Excerpted passage
The move to a more distributed workforce has brought many blessings and is likely to become normal within financial services and payments. However, when it comes to addressing the challenges of the "human attack surface," prevention is better than the cure or submitting to double extortion attempts.
2020 has been transformational to the way we live and work. And those changes to our working patterns must not be underestimated in terms of changing cyber risk, including how we protect ourselves against ransomware, which is making another resurgence —
particularly in targeted attacks from highly organized hacker groups.
When authorities first advised people to stay home during the pandemic, many organizations’ infrastructure, cloud and security teams swung into action to accommodate remote work across the entire workforce, with thousands of employees and contractors connecting through their ordinary enterprise identities and permissions via VPN, remote desktops and cloud access security brokers, or CASBs.
The ability of these teams demonstrated with their businesses and the flexibility they showed in modifying long-established working practices was remarkable. Many financial institutions, in particular, are considering a more distributed workforce to provide resilience, agility, and a far broader reach in the battle for talent.
However, this change has impacted the attack surface of financial institutions in a less obvious manner that is reflected in an uptick in targeted ransomware campaigns. To understand what is happening, we need to consider the human aspect.
We know hacker teams leveraging ransomware are highly aware of the way that human behavior can make an attack more successful as evidenced by the high proportion of ransom triggers (the final stage of the attack) being launched on weekends when staff are least able to respond. Ransomware is not just about the technology, but also about deployment tactics.
Let’s think about how the threat model changes for a financial institution with a newly distributed workforce. Instead of accessing a firm’s critical systems and customer data from a small number of secure corporate offices, the attack surface now extends to the private residences of thousands of employees.
Putting aside the network and endpoint security challenges, we need to think about the differences between the focus we observed in the workplace compared with our lives at home surrounded by our loved ones, social media and constant news about the developing pandemic and economic situation.

Task details
Can you pick up the article on remote work and ransomware risk after its final sentence and continue it?

Excerpted data

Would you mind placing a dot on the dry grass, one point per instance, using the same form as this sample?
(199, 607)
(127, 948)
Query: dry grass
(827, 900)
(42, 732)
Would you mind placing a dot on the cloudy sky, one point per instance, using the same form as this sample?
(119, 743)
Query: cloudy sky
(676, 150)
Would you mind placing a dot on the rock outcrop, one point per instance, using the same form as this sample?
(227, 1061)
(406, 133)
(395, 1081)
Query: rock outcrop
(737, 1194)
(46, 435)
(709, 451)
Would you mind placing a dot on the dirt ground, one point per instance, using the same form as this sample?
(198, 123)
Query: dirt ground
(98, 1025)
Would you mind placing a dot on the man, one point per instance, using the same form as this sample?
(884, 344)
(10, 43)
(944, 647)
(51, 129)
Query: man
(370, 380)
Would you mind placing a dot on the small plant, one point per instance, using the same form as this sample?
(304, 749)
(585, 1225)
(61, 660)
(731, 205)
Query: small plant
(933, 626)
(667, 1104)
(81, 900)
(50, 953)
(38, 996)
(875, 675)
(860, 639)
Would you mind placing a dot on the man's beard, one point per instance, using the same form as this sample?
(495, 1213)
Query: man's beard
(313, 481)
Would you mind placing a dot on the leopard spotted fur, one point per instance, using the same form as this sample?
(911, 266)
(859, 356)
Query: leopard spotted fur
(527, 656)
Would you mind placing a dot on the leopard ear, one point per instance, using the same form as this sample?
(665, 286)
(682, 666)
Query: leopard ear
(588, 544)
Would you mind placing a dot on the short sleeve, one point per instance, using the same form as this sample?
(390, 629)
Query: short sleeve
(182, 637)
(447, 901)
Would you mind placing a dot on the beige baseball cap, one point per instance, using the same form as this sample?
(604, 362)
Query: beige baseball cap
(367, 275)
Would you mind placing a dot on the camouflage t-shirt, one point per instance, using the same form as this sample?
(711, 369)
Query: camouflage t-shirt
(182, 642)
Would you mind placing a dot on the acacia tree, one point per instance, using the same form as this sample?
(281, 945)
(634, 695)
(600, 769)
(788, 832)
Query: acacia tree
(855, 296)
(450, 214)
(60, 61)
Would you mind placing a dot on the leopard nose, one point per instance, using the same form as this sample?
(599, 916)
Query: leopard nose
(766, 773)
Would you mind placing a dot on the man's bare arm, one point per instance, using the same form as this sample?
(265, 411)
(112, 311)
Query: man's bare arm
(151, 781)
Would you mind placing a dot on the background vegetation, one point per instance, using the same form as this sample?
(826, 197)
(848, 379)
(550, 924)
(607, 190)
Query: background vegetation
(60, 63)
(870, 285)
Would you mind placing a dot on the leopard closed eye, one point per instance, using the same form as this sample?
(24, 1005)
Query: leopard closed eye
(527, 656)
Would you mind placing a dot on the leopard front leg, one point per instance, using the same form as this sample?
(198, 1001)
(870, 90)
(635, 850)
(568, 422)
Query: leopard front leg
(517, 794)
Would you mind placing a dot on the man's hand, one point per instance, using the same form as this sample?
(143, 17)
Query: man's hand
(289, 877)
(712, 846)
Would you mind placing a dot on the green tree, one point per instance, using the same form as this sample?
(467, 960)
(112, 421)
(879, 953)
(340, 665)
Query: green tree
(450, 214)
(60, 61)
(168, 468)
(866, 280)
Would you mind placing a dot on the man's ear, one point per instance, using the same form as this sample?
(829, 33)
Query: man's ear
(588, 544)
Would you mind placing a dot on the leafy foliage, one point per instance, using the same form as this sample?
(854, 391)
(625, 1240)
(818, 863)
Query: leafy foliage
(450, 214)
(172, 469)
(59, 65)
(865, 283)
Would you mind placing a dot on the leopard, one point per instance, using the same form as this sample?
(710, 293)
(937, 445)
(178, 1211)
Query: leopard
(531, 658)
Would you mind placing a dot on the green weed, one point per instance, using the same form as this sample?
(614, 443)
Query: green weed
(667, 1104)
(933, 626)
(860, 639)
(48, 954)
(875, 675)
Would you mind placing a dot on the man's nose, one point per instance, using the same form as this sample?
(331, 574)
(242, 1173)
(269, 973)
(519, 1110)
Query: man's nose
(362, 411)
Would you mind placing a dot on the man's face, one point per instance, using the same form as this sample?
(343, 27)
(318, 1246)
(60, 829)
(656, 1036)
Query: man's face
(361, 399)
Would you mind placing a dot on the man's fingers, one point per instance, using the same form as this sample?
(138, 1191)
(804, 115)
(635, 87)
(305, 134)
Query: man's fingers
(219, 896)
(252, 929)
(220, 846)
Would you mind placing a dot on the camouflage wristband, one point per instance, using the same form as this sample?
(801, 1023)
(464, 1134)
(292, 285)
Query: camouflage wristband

Answer section
In such a scenario, the human attack surface extends to employees who aren’t necessarily in the same state of mind as they would be at the office where focus can be more intense and the atmosphere more professional. And this change in the human attack surface is what hacker groups are targeting with phishing emails that constitute the initial penetration phase of the ransomware attack. They are relying on a momentary lack of focus in order to begin a successful attack, which is all they require.
Financial institutions in particular are addressing this challenge in two major ways. Since this is a people problem, there is a need to develop better home working practices and ensure they are shared across the organization.
Practices such as drawing boundaries between personal and professional are vital in this respect, for example ensuring that employees do not begin to conduct personal business on company email accounts.
Next, organizations are adopting methods to ensure that employees’ relationships to critical company systems are better understood and permissions reduced using the principles of least privilege.
Identity and access management has long been a general weakness within financial services, which was accepted due to the complexities involved in managing access over time. In a world where the attack surface is now extended to thousands of homes, we require better visibility, governance and relationship management to reduce the paths through which malware can propagate to our critical systems and datastores.